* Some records
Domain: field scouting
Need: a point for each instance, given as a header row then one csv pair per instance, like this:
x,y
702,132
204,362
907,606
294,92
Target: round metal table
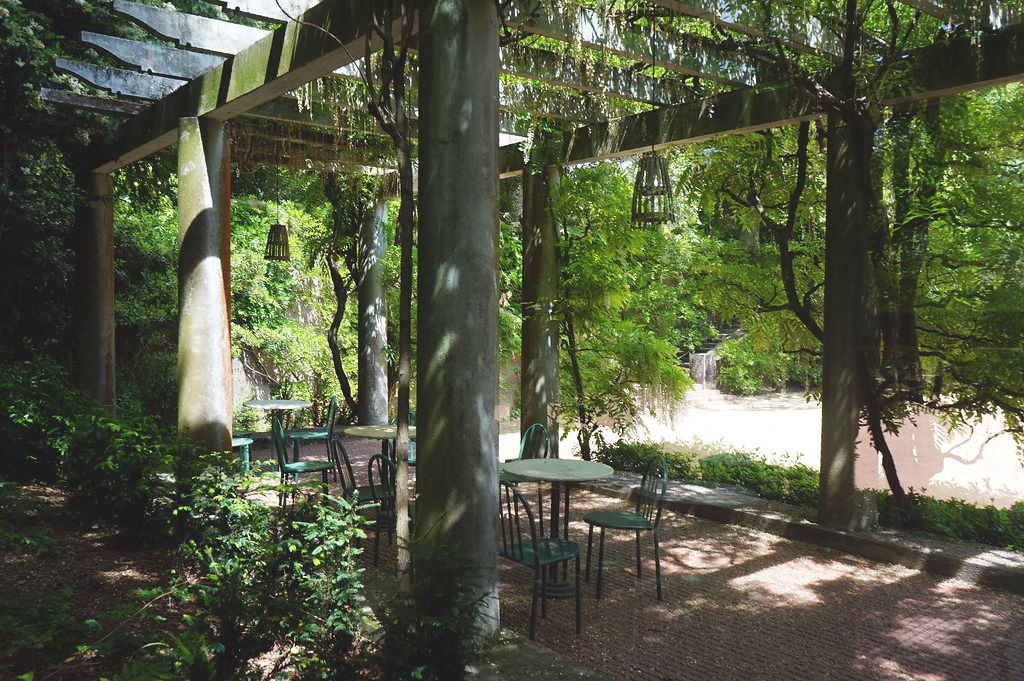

* Requirements
Reproduce every line of the entries above word for word, leaving out the pictures.

* Problem solution
Domain: field scouting
Need: a point for each instance, given as a header row then one csv pair per instance, like this:
x,y
702,132
204,362
907,606
294,92
Target: round metal table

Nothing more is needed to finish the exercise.